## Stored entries
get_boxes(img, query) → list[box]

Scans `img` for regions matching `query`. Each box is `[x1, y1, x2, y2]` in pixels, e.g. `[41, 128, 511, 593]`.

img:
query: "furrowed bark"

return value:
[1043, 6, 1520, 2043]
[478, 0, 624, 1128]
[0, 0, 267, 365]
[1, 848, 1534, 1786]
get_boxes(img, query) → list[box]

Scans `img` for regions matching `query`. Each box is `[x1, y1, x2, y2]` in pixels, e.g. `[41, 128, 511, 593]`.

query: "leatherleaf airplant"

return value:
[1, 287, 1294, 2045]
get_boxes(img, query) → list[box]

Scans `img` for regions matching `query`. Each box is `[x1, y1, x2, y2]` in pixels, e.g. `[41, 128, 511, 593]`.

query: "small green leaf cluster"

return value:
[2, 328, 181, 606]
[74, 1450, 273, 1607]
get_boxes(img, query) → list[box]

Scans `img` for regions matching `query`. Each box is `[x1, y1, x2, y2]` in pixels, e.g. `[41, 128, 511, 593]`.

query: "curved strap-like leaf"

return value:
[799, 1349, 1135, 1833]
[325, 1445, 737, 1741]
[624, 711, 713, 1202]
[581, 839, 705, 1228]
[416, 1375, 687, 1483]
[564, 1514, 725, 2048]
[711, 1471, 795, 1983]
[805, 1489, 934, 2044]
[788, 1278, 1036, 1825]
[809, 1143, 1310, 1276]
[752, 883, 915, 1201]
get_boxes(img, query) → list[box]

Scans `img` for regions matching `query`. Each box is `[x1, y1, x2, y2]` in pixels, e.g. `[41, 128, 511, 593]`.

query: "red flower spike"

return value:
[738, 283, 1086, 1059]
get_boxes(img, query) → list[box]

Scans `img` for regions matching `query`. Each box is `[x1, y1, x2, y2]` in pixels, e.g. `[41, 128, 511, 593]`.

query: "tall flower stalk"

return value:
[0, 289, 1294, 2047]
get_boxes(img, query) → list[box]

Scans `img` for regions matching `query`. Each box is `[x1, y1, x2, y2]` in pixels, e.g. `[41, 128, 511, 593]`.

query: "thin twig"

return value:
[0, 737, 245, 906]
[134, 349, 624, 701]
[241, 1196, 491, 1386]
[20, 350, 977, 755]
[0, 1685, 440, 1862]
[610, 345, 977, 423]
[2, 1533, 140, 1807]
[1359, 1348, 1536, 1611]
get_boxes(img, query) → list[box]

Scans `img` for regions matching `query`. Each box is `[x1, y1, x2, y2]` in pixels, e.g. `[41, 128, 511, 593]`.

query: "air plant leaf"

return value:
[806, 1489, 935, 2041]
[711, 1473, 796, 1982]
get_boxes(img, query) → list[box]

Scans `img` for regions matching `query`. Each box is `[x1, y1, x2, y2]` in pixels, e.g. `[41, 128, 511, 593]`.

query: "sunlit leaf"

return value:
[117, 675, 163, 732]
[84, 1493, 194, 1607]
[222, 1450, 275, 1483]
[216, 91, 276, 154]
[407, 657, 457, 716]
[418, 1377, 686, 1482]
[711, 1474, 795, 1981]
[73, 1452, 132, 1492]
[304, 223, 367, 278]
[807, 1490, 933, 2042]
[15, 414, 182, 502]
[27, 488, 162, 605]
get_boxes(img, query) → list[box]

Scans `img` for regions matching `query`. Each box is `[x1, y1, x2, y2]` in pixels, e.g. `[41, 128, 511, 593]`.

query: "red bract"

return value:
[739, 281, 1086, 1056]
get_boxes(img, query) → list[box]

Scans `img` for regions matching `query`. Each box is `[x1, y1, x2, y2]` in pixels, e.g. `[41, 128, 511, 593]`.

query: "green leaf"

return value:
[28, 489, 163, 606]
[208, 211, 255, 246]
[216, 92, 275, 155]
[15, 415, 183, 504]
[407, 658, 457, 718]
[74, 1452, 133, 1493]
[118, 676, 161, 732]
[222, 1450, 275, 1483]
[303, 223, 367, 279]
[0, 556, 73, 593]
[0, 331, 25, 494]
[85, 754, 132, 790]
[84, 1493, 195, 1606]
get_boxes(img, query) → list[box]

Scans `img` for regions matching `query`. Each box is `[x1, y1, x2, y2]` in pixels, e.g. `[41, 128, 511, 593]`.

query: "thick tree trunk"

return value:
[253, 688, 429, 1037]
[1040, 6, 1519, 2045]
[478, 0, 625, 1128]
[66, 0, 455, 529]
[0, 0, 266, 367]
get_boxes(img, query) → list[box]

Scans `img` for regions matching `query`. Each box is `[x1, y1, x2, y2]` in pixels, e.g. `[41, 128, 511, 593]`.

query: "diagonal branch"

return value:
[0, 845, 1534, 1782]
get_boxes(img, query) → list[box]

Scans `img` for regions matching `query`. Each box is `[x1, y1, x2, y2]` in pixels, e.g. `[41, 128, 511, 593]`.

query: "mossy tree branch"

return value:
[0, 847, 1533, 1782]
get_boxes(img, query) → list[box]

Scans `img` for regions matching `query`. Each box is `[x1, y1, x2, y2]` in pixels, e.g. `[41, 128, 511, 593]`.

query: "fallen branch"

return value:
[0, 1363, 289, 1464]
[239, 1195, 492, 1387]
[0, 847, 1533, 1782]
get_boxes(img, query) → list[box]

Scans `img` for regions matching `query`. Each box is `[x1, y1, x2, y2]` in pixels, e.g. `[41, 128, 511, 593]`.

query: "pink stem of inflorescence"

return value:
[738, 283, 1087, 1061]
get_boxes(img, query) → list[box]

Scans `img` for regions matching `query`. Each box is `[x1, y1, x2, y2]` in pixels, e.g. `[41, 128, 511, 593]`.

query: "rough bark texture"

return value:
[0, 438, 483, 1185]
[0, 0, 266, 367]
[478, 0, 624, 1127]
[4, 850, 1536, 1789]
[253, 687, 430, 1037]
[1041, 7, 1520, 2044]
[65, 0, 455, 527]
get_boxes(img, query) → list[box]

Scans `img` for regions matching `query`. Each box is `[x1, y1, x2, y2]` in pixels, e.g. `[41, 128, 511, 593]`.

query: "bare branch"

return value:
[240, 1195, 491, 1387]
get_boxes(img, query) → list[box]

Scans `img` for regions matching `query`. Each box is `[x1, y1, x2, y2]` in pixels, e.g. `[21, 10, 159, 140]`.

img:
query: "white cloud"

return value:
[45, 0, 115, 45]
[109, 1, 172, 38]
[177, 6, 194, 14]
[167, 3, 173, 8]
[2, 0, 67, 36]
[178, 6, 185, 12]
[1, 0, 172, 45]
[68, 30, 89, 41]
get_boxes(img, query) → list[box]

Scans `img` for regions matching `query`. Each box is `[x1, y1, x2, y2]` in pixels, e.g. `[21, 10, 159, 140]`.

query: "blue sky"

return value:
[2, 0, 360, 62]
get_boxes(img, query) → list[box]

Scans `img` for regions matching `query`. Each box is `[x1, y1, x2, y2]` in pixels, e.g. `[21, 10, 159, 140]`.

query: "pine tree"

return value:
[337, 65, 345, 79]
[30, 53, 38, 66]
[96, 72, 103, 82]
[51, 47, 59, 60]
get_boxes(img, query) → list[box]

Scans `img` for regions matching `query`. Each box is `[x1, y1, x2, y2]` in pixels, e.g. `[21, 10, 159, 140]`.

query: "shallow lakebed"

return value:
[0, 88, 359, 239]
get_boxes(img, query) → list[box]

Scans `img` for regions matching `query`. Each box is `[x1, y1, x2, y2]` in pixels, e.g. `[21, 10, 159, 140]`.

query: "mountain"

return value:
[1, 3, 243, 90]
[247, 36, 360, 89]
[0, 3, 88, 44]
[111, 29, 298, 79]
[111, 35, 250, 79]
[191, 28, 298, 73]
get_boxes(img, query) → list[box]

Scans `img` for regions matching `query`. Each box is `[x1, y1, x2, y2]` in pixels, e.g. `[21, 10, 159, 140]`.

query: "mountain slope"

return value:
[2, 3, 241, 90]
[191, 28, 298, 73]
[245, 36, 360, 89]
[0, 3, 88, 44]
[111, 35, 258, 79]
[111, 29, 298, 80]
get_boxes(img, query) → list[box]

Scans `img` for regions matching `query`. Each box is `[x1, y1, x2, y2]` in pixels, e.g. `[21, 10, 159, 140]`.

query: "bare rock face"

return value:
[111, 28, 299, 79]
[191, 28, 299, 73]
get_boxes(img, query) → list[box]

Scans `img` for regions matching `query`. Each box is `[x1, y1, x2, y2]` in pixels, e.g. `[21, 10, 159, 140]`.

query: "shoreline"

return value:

## Exercise
Of the lines above, copy each that contains "green".

## Final answer
query: "small green leaf cluster"
query: "green leaf"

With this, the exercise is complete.